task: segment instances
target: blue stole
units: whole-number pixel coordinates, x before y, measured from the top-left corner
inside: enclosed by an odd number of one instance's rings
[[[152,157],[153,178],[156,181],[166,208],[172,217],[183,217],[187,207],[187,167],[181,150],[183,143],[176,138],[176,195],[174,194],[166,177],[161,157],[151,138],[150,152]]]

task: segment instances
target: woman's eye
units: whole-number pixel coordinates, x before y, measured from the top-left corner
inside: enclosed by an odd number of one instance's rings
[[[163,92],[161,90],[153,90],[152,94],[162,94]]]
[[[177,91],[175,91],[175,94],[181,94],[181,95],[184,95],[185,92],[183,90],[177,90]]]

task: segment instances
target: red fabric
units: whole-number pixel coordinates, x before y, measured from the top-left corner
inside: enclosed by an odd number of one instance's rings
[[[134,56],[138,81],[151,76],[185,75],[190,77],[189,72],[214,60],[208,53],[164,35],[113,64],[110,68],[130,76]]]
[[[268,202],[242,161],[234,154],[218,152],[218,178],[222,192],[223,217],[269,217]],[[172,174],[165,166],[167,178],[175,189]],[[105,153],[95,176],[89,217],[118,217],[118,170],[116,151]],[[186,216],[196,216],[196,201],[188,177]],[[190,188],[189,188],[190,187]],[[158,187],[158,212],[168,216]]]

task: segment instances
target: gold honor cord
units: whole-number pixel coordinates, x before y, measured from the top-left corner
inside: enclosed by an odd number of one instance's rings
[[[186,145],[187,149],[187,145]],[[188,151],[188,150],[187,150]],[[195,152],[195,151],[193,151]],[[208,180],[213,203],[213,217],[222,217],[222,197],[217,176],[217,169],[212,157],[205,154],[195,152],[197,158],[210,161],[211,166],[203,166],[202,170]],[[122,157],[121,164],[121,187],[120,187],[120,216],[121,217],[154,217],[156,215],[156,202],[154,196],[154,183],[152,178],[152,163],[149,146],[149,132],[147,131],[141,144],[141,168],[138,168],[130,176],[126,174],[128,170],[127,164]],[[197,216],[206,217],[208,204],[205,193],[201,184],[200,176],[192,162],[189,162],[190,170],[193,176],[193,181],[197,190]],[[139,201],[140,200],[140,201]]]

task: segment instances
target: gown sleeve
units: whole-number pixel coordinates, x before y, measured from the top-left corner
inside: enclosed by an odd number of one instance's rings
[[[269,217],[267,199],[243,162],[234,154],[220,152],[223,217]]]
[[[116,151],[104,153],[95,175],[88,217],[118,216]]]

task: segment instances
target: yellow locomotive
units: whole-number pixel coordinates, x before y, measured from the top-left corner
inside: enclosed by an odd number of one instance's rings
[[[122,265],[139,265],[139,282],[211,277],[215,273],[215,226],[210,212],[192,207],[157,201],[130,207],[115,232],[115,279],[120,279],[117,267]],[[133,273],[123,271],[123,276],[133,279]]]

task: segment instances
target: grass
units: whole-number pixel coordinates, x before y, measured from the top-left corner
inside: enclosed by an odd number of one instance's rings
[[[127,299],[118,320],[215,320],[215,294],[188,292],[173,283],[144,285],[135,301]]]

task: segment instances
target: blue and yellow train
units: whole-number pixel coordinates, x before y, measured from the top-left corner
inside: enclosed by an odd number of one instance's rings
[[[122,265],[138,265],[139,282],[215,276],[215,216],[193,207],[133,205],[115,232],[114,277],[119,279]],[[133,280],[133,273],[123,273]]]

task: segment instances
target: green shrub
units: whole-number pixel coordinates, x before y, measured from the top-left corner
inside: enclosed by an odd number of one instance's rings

▶ Instruções da tarefa
Informe quantas linhas acima contêm a palavra "target". Responda somente com o número.

▶ Solução
9